= Smitha Vishveshwara =

American physicist

Smitha Vishveshwara (born 1974) is an Indian-American theoretical quantum condensed matter physicist whose research includes work on cold Bose gases and non-equilibrium quantum dynamics, as well as strongly correlated materials, dimensional confinement, fractionalization of quasiparticles, quantum quench dynamics, connections from condensed matter physics to protein structure networks, and quantum analogues of black hole collision ringdown. She is a professor of physics at the University of Illinois Urbana-Champaign.

==Education and career==
Vishveshwara is one of two daughters of two Indian physicists, black hole physicist C. V. Vishveshwara and biophysicist Saraswathi Vishveshwara. She was born in 1974 in the US, in Pittsburgh, but her parents brought her back to India as an infant. After education in India in the school of philosopher Jiddu Krishnamurti, she returned to the US for her higher education, and majored in physics as an undergraduate at Cornell University, with Carl Franck and N. David Mermin as faculty mentors, graduating magna cum laude in 1996. Next, she went to the University of California, Santa Barbara for graduate study with Matthew P. A. Fisher, completing her Ph.D. in 2002. Her dissertation was A Three-Act Play of Strongly Correlated Electrons.

After completing her doctorate, she became a postdoctoral researcher at the University of Illinois Urbana-Champaign, working with Paul Goldbart and Tony Leggett. In 2005, she obtained a tenure-track faculty position, allowing her to remain at the University of Illinois. As well as her primary appointment in the physics department, she also holds affiliations with the Illinois Materials Research Laboratory and Beckman Institute for Advanced Science and Technology.

==Recognition==
Vishveshwara was named a Fellow of the American Physical Society (APS) in 2019, after a nomination from the APS Division of Condensed Matter Physics, "for pioneering theory of quantum dynamics in nonequilibrium systems and novel phenomena in cold Bose gases".

● **WHAT YOU NEED TO DO**
Copy the biography of Smitha Vishveshwara above in full, word for word.

● **EXTRACTED RECORDS**
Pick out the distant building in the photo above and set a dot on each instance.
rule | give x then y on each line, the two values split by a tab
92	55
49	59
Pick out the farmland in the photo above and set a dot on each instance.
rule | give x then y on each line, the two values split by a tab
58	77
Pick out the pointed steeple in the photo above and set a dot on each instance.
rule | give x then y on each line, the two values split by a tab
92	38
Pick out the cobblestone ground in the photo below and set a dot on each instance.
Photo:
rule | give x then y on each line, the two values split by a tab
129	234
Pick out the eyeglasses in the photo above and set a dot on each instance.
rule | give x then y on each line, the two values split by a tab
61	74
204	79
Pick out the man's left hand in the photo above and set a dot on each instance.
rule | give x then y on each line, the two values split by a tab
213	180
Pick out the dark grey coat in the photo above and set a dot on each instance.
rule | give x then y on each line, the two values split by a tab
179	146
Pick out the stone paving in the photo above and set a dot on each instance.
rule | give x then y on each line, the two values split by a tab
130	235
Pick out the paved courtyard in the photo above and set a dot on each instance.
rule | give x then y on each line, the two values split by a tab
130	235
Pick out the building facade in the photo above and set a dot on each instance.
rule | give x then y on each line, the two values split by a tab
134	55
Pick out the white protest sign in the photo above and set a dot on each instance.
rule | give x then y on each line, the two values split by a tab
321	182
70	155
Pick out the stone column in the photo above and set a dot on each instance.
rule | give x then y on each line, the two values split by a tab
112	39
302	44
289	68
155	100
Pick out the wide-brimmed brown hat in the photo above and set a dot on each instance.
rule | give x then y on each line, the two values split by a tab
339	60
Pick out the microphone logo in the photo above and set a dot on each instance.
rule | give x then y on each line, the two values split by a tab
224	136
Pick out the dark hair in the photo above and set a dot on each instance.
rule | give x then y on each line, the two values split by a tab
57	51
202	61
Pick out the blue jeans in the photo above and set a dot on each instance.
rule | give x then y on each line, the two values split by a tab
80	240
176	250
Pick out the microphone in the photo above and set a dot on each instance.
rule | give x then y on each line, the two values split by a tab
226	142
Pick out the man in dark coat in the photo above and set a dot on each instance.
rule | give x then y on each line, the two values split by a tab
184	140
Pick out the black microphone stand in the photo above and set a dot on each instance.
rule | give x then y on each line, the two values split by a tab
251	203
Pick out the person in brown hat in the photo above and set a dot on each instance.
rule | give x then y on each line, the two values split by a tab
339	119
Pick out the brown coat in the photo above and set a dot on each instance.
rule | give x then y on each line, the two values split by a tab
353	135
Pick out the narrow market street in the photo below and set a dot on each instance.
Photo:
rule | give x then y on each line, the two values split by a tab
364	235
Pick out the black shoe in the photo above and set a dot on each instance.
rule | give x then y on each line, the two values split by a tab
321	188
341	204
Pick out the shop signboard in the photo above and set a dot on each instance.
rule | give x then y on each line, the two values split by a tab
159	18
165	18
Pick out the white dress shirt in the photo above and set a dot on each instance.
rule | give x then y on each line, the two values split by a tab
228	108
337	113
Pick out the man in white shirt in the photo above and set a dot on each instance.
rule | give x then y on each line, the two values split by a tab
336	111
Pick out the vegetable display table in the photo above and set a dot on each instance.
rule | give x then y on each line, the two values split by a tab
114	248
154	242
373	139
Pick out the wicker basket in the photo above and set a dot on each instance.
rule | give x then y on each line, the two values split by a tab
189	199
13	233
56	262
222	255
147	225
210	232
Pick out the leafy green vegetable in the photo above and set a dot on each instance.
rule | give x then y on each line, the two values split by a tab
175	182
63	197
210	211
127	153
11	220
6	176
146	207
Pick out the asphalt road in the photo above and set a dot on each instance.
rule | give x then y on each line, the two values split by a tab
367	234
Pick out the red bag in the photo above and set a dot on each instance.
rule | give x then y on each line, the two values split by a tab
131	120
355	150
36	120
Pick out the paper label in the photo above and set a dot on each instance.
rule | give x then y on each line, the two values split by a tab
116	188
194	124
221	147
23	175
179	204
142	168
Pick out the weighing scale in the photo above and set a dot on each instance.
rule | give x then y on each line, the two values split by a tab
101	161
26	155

● **PROBLEM SOLUTION**
= Smitha Vishveshwara =

American physicist

Smitha Vishveshwara (born 1974) is an Indian-American theoretical quantum condensed matter physicist whose research includes work on cold Bose gases and non-equilibrium quantum dynamics, as well as strongly correlated materials, dimensional confinement, fractionalization of quasiparticles, quantum quench dynamics, connections from condensed matter physics to protein structure networks, and quantum analogues of black hole collision ringdown. She is a professor of physics at the University of Illinois Urbana-Champaign.

==Education and career==
Vishveshwara is one of two daughters of two Indian physicists, black hole physicist C. V. Vishveshwara and biophysicist Saraswathi Vishveshwara. She was born in 1974 in the US, in Pittsburgh, but her parents brought her back to India as an infant. After education in India in the school of philosopher Jiddu Krishnamurti, she returned to the US for her higher education, and majored in physics as an undergraduate at Cornell University, with Carl Franck and N. David Mermin as faculty mentors, graduating magna cum laude in 1996. Next, she went to the University of California, Santa Barbara for graduate study with Matthew P. A. Fisher, completing her Ph.D. in 2002. Her dissertation was A Three-Act Play of Strongly Correlated Electrons.

After completing her doctorate, she became a postdoctoral researcher at the University of Illinois Urbana-Champaign, working with Paul Goldbart and Tony Leggett. In 2005, she obtained a tenure-track faculty position, allowing her to remain at the University of Illinois. As well as her primary appointment in the physics department, she also holds affiliations with the Illinois Materials Research Laboratory and Beckman Institute for Advanced Science and Technology.

==Recognition==
Vishveshwara was named a Fellow of the American Physical Society (APS) in 2019, after a nomination from the APS Division of Condensed Matter Physics, "for pioneering theory of quantum dynamics in nonequilibrium systems and novel phenomena in cold Bose gases".